Gather every line in the items below that contains the string "negative", matching its case.

(Collected data entries)
● ● ●

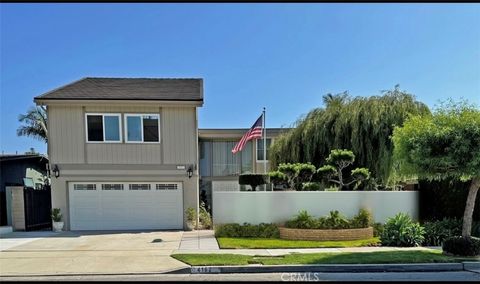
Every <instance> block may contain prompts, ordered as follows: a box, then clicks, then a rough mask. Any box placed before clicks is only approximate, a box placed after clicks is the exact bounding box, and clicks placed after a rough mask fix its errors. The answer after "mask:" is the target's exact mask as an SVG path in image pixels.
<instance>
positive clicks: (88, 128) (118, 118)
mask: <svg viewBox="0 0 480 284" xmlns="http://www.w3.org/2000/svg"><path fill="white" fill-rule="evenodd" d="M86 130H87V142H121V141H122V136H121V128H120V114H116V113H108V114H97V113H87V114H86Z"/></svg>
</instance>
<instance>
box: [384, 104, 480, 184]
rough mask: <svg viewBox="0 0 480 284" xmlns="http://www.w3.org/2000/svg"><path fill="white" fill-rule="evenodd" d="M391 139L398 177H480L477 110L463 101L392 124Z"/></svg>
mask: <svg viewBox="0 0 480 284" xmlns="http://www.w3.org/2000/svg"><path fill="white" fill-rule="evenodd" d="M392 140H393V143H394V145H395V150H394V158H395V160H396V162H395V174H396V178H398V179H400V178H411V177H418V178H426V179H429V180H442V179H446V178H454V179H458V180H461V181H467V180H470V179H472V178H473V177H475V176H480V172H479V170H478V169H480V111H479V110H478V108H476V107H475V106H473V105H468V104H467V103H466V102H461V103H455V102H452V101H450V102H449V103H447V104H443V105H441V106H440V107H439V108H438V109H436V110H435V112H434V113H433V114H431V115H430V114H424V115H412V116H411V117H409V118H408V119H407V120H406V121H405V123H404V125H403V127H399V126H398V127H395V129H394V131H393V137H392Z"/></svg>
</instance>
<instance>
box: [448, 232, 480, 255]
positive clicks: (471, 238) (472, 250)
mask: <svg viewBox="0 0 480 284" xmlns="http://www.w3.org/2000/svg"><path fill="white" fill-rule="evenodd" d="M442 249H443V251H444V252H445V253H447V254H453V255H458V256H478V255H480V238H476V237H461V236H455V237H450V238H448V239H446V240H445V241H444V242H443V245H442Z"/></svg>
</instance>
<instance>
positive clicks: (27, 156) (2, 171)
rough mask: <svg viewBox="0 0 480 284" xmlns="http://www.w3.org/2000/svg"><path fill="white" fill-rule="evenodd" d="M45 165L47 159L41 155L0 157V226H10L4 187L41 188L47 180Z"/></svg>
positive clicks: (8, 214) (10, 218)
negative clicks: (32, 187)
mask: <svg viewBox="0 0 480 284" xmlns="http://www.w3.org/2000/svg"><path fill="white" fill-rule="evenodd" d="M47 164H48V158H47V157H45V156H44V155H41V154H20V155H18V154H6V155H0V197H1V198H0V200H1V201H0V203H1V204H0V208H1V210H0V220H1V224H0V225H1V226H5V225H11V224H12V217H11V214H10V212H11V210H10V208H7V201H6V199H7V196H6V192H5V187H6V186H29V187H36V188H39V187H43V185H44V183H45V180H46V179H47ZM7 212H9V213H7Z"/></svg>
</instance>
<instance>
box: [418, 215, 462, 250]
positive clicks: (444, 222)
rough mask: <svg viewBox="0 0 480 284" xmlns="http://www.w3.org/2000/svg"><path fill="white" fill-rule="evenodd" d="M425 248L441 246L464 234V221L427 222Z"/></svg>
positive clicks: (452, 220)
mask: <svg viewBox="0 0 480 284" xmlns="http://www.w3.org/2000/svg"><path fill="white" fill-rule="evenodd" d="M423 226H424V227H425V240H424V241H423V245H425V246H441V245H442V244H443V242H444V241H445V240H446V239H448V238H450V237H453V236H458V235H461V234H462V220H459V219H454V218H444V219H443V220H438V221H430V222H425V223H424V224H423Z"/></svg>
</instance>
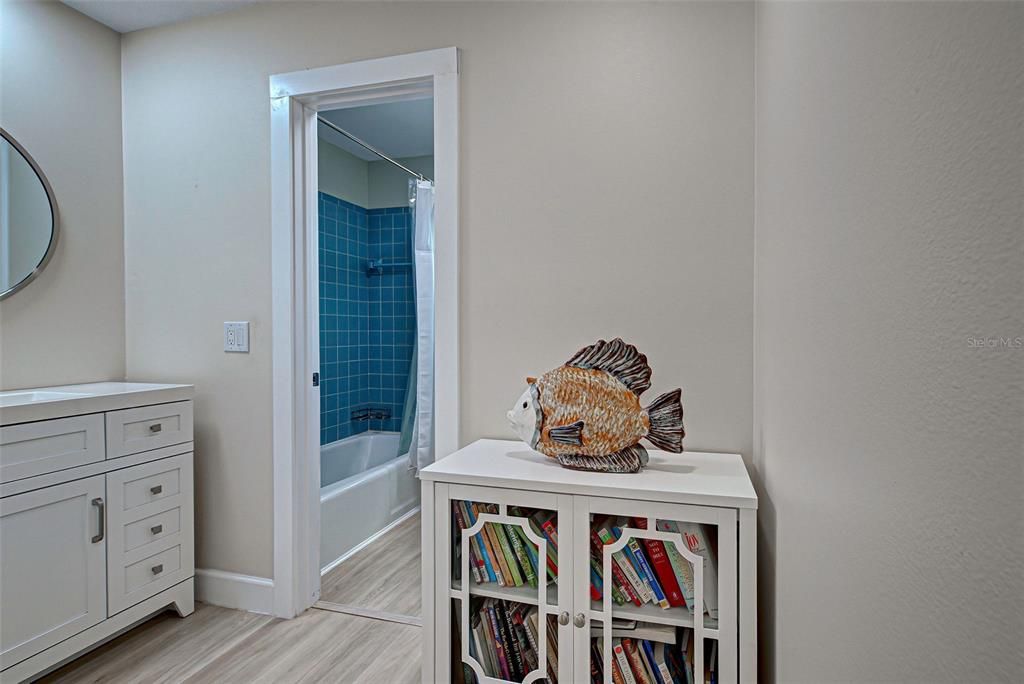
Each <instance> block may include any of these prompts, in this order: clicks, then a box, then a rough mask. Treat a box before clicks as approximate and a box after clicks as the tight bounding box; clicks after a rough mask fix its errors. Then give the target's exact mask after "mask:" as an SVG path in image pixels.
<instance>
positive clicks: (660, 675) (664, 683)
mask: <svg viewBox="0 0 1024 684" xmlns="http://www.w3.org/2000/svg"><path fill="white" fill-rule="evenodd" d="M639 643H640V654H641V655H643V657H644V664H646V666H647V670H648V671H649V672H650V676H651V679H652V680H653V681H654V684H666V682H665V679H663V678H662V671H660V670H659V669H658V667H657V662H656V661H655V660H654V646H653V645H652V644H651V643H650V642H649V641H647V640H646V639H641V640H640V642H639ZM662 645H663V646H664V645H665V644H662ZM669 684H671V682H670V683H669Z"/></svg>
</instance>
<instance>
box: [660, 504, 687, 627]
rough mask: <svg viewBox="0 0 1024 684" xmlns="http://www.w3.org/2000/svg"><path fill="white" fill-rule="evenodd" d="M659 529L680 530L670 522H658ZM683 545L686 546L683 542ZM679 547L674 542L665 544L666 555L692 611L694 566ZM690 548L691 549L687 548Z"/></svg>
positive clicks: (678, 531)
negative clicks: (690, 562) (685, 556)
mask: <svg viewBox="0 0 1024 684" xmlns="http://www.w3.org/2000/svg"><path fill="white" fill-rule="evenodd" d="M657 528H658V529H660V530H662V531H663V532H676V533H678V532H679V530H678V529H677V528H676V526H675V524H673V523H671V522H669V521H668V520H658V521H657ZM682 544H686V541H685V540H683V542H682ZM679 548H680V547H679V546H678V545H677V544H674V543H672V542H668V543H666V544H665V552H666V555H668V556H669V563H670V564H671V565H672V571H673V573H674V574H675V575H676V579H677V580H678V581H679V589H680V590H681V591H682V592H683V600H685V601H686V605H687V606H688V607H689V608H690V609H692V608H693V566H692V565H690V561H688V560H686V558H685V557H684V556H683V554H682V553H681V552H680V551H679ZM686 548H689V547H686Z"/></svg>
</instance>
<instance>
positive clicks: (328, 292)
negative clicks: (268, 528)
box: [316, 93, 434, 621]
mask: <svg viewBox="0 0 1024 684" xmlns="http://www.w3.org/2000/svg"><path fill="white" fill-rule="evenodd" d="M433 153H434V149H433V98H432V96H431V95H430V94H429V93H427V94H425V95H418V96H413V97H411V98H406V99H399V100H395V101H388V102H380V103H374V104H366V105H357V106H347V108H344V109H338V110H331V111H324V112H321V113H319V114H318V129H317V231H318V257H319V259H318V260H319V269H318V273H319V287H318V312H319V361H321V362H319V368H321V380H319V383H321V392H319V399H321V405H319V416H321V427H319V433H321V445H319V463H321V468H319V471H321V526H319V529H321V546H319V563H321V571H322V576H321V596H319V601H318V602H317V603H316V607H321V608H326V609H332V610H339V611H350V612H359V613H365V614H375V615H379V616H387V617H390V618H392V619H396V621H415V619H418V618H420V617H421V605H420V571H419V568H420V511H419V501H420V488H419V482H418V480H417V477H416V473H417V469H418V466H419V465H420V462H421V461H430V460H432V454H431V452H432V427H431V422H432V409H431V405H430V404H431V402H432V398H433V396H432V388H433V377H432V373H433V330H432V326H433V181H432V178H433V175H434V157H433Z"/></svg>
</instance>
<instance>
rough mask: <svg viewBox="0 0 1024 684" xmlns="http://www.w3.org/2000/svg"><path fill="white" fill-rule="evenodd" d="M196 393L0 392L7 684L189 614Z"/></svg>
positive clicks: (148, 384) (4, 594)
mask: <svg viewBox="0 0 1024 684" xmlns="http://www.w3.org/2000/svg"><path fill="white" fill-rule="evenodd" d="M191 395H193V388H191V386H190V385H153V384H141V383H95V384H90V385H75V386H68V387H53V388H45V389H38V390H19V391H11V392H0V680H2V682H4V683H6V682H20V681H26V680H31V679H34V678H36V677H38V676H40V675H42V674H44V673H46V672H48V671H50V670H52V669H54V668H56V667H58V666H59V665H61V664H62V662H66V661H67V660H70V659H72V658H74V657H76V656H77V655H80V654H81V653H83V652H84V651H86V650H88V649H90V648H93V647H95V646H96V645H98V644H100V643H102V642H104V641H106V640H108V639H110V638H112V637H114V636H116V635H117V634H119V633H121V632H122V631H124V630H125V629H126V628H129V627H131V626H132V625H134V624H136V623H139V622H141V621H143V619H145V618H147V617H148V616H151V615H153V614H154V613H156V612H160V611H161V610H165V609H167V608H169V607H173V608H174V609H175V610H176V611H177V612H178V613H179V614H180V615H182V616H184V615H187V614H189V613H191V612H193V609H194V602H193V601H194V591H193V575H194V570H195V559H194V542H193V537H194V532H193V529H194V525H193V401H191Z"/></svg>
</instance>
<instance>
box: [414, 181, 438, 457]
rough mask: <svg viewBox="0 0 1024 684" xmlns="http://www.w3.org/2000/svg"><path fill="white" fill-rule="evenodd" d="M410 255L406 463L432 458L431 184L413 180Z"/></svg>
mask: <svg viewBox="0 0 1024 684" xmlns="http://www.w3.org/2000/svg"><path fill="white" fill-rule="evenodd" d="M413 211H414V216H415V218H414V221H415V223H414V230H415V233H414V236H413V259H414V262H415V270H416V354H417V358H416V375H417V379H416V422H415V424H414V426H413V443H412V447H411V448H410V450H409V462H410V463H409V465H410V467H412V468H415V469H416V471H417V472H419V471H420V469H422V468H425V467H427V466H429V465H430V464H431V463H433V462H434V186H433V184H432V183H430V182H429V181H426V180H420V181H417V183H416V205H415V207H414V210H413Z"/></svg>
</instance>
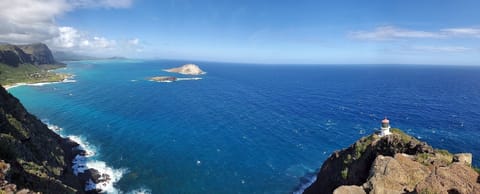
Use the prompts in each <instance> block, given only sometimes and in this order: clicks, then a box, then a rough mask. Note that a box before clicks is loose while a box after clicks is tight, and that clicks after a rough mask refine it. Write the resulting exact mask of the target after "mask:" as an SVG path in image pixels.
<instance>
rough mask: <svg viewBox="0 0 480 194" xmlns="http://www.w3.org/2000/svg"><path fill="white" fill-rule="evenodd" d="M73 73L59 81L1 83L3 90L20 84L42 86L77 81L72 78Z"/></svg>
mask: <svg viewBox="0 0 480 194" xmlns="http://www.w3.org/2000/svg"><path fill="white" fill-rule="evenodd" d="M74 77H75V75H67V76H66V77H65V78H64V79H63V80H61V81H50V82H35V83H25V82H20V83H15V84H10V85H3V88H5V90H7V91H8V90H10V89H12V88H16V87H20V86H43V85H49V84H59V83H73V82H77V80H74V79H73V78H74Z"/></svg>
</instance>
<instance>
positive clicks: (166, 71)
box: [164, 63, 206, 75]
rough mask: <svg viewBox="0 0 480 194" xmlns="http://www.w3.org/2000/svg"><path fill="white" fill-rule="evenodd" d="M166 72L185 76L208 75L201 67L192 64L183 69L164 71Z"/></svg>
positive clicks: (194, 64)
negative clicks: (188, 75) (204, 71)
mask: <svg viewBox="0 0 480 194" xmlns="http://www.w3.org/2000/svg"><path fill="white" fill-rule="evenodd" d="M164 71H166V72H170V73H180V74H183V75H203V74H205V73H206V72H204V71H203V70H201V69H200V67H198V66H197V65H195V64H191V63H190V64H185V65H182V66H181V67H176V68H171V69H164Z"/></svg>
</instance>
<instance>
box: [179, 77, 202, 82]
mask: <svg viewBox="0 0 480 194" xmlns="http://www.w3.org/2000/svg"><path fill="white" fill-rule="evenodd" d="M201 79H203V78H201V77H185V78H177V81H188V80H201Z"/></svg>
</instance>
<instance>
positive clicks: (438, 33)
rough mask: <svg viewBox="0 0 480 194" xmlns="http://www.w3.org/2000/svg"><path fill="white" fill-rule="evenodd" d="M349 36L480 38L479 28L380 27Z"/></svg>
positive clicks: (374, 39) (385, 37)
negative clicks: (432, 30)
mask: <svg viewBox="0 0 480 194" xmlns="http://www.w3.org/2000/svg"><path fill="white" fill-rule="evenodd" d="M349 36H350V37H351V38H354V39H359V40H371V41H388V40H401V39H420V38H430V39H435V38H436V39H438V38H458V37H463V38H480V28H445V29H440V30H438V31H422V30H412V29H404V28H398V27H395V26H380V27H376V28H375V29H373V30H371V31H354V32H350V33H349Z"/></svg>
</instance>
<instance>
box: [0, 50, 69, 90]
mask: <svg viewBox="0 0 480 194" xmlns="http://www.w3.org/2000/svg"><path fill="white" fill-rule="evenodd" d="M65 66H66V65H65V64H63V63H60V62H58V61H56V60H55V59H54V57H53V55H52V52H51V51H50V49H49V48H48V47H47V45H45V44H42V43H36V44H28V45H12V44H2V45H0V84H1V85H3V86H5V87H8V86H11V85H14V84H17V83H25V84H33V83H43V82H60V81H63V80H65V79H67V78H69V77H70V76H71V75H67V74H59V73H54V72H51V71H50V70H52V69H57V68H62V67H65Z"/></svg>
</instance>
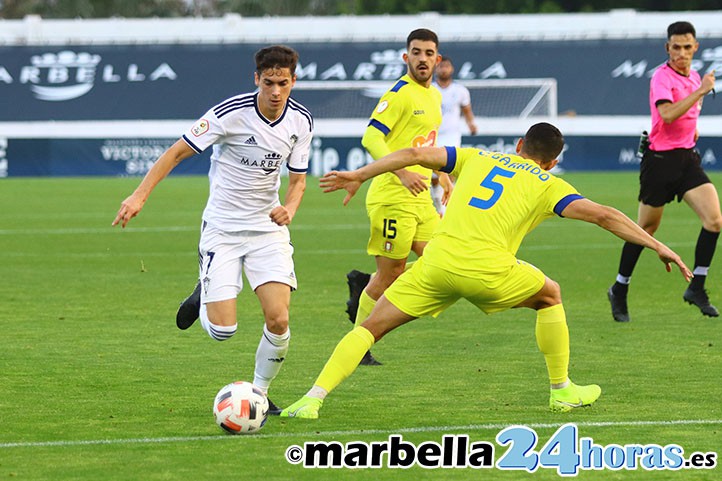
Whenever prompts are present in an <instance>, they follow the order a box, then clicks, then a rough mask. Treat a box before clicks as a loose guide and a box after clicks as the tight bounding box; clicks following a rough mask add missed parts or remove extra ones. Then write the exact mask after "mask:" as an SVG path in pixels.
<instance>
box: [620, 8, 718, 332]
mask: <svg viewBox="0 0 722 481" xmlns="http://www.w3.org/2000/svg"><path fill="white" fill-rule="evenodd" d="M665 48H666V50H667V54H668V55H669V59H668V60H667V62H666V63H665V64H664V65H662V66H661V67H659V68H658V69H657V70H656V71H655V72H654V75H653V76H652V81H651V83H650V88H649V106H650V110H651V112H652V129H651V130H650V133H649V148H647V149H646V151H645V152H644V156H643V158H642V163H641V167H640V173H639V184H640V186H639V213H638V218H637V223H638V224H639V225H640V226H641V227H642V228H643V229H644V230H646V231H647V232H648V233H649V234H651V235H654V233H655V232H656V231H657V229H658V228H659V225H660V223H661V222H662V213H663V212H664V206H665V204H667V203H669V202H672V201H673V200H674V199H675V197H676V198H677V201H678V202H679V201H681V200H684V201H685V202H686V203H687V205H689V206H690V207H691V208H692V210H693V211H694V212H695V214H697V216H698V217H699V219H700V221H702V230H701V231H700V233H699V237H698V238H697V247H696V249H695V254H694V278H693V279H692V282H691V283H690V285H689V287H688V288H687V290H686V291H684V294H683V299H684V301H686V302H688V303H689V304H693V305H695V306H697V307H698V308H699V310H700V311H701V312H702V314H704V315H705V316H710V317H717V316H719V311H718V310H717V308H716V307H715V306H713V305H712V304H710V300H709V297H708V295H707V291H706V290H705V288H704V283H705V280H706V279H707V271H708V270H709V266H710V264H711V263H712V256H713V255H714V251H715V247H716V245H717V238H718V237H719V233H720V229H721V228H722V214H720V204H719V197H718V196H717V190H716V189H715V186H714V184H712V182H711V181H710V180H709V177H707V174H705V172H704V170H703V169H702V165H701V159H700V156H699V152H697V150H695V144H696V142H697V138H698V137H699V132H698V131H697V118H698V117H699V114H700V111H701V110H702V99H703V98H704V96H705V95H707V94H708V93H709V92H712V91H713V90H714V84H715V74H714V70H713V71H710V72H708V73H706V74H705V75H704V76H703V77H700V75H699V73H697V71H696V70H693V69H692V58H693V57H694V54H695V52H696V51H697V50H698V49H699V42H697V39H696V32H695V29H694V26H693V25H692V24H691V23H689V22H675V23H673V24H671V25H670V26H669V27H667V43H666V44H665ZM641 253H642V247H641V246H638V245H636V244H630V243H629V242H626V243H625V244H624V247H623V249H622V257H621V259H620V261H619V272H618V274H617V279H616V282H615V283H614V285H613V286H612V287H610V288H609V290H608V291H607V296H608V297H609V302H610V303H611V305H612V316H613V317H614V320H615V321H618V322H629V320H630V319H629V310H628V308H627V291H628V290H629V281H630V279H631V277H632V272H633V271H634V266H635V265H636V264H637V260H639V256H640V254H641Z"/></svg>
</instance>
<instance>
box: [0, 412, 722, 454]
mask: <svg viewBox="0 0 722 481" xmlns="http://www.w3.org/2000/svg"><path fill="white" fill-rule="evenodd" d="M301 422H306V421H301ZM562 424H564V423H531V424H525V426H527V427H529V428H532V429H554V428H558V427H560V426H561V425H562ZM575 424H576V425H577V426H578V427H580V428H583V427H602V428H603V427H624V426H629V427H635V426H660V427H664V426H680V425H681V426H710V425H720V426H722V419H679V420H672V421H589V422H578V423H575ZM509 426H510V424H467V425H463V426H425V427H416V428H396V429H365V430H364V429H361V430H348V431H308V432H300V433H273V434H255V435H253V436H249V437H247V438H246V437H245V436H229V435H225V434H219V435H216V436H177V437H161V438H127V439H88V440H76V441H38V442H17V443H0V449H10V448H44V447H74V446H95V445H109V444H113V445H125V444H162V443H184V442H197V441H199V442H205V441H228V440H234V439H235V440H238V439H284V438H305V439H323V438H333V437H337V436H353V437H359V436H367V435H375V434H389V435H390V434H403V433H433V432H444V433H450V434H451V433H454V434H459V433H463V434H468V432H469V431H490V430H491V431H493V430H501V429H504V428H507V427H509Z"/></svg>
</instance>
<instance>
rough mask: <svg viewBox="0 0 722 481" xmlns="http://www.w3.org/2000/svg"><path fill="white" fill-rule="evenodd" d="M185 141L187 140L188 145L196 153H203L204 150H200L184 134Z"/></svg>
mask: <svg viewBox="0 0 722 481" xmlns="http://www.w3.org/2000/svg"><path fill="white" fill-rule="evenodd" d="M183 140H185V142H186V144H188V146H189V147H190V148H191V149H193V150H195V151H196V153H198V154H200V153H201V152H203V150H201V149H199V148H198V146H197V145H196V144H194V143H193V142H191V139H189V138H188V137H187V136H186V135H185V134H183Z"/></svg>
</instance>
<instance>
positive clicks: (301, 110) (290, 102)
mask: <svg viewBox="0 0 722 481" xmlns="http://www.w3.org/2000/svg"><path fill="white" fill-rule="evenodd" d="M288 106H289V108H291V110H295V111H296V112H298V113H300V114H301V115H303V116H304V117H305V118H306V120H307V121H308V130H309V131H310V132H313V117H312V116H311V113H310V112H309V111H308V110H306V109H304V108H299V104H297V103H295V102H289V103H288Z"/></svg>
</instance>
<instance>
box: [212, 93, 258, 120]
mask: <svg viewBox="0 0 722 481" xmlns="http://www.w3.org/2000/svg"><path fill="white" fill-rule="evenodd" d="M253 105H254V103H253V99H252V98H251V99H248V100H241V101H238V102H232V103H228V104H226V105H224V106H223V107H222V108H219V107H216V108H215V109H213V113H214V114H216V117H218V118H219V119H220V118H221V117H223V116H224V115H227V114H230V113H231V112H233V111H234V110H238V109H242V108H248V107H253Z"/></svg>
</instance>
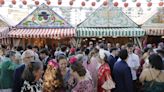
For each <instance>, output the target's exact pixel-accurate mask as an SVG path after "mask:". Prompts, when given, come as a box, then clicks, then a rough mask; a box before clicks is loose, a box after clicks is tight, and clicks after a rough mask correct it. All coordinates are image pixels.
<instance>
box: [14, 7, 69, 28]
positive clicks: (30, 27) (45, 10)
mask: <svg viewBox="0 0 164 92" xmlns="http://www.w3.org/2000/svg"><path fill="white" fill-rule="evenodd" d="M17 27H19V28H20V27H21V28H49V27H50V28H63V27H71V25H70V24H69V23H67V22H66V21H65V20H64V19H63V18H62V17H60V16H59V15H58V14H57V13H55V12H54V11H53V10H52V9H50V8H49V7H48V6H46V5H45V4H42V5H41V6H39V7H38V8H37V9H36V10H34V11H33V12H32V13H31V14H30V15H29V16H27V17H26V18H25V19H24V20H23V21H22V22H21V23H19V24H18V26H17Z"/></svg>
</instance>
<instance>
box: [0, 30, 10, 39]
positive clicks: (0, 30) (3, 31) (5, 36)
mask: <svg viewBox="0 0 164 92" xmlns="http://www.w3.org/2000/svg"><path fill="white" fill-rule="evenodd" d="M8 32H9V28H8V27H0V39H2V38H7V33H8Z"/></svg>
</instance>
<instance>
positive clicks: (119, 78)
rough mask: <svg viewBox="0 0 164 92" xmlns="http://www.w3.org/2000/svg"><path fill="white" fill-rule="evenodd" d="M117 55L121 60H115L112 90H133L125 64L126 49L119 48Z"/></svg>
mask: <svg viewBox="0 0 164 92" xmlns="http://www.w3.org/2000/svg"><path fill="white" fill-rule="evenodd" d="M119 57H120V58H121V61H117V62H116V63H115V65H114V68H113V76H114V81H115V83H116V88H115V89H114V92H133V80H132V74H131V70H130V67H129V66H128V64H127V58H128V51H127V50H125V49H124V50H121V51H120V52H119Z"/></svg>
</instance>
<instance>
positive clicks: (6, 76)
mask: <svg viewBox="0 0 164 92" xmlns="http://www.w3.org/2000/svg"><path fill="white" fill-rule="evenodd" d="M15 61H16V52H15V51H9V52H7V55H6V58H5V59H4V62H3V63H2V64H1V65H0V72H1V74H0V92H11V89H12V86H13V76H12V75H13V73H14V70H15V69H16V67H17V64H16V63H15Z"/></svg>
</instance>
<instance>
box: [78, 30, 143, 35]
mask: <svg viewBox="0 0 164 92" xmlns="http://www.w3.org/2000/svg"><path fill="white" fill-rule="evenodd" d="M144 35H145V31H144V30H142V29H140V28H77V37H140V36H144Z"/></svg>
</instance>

● ● ●

▶ Exercise output
negative clicks: (32, 187)
negative clicks: (690, 562) (685, 556)
negative clicks: (268, 528)
negative clicks: (188, 75) (204, 71)
negative clicks: (432, 30)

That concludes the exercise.